--- The records Enclosed Below ---

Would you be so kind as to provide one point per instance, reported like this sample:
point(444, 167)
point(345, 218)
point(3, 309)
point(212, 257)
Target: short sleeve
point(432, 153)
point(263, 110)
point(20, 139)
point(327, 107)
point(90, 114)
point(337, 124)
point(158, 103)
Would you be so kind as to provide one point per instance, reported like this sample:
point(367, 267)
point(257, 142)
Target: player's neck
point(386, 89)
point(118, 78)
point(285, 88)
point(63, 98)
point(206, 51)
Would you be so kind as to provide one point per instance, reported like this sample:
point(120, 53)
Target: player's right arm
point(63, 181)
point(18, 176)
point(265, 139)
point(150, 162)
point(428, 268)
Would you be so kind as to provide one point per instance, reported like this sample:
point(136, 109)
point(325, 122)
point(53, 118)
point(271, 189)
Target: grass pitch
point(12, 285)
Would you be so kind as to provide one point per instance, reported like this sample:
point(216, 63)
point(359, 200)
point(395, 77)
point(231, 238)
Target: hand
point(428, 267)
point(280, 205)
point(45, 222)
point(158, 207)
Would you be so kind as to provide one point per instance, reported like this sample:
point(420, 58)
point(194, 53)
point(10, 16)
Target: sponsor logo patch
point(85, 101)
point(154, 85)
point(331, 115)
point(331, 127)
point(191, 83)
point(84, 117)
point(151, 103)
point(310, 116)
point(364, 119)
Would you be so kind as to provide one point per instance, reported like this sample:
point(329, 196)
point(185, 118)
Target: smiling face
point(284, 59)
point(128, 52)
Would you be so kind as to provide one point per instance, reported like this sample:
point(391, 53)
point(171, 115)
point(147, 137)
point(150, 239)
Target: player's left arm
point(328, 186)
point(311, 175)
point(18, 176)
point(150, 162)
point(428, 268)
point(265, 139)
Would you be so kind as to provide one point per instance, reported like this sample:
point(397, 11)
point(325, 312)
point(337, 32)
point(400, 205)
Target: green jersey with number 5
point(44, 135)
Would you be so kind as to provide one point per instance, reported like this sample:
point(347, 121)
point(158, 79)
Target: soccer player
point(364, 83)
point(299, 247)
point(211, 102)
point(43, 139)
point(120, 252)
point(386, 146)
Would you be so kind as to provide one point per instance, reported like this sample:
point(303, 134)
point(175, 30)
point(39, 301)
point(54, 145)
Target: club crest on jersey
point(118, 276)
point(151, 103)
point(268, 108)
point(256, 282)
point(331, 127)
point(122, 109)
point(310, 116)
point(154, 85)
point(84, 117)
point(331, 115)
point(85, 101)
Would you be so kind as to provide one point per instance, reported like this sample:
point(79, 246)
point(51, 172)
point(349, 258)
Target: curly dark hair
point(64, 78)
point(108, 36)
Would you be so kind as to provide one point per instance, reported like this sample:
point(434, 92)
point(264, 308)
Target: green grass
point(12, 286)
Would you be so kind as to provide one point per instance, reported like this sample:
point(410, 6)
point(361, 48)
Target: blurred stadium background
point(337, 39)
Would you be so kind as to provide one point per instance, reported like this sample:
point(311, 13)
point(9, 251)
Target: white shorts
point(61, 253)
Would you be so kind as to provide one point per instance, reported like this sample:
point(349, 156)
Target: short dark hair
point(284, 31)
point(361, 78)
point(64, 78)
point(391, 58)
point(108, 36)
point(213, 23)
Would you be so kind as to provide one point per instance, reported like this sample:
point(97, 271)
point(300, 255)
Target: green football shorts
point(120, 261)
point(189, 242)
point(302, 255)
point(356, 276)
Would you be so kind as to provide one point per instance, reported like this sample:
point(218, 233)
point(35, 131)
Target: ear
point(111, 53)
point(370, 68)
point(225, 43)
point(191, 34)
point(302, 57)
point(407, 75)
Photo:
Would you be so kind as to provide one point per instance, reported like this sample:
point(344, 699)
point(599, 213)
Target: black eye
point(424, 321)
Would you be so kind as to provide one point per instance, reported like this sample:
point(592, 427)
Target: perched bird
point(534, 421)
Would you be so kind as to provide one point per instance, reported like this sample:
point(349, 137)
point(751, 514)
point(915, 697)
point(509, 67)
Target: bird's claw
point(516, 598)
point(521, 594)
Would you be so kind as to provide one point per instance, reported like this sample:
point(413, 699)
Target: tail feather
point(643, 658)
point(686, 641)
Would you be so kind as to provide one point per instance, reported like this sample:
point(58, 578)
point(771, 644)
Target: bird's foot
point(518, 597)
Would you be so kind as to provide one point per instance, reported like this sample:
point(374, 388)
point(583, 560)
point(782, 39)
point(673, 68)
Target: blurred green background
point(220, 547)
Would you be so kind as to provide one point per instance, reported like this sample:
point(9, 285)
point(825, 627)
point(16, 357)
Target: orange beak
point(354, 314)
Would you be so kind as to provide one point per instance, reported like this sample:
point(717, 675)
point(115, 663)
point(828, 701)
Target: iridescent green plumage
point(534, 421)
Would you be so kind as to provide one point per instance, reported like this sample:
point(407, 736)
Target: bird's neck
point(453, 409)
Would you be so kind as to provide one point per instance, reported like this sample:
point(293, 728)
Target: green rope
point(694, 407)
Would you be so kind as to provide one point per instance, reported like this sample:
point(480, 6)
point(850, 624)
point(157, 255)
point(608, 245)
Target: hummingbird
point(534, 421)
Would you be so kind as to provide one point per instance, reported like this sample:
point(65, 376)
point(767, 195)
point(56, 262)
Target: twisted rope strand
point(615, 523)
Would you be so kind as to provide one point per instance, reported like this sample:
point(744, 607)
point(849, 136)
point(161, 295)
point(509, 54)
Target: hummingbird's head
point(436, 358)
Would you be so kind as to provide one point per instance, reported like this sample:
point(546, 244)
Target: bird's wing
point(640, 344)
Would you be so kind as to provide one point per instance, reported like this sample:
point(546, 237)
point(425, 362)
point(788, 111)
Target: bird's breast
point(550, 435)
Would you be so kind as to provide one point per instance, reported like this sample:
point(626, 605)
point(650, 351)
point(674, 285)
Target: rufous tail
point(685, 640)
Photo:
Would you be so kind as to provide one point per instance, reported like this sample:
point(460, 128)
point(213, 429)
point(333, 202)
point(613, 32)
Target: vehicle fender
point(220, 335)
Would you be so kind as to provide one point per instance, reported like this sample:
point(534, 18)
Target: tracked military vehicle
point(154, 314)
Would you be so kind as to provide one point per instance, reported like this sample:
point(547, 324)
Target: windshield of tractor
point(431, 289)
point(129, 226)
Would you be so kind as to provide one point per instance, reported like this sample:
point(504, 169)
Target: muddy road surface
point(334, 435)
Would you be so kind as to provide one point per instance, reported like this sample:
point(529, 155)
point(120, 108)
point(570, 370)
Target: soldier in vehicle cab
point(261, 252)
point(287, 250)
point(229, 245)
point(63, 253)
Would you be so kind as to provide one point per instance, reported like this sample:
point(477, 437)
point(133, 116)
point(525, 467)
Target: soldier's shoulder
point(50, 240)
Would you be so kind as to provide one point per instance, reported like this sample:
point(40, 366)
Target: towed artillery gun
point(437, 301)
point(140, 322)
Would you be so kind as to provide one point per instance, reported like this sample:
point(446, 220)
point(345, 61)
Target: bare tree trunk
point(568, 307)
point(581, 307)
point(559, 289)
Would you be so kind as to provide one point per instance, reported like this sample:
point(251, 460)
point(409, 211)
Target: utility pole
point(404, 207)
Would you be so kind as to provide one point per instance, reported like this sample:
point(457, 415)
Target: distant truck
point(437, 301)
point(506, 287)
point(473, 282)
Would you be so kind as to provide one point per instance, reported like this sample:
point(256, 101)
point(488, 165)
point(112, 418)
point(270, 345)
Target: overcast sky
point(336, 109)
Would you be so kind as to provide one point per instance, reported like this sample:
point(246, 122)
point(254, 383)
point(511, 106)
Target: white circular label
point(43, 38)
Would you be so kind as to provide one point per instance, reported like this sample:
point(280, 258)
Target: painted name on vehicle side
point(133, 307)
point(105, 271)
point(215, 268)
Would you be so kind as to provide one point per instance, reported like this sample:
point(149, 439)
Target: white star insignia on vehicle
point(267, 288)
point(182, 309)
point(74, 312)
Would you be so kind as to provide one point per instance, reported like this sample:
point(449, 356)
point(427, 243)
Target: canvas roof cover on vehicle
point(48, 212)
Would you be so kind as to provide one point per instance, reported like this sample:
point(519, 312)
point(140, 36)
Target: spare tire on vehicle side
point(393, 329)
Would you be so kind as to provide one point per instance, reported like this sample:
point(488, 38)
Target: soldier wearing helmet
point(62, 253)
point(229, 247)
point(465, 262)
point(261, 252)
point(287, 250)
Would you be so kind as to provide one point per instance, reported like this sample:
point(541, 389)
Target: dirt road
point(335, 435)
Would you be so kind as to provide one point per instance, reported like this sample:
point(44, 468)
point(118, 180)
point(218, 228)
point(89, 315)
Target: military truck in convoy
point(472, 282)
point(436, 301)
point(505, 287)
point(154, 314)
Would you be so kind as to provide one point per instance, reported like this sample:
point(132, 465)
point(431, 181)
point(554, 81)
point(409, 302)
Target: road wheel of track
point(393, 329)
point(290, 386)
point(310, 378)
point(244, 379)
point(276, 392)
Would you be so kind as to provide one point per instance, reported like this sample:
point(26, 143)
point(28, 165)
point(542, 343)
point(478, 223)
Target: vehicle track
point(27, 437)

--- End of Enclosed The records ---

Work order: Copy exactly the opening line of the material, the line bearing "point(420, 58)", and every line between them. Include nothing else.

Expected answer:
Would you be so kind as to provide one point per instance, reported like this sample:
point(444, 167)
point(345, 218)
point(3, 309)
point(212, 257)
Target: short sleeve
point(432, 153)
point(263, 110)
point(20, 139)
point(327, 107)
point(90, 114)
point(337, 124)
point(158, 103)
Would you be so kind as to provide one point per instance, reported like this sample:
point(367, 267)
point(257, 142)
Target: player's neck
point(386, 89)
point(118, 78)
point(285, 88)
point(63, 98)
point(206, 51)
Would you be so kind as to provide one point per instance, reported like this sample:
point(120, 53)
Target: player's right arm
point(63, 181)
point(18, 176)
point(265, 139)
point(150, 162)
point(428, 268)
Would you be so kind as to provide one point per instance, reported like this sample:
point(136, 109)
point(325, 122)
point(53, 118)
point(271, 189)
Target: grass pitch
point(12, 285)
Would you be so kind as to provide one point per instance, reported like this sample:
point(216, 63)
point(359, 200)
point(395, 77)
point(231, 238)
Target: hand
point(428, 267)
point(280, 205)
point(45, 222)
point(158, 207)
Would you be so kind as to provide one point per instance, reported like this sample:
point(420, 58)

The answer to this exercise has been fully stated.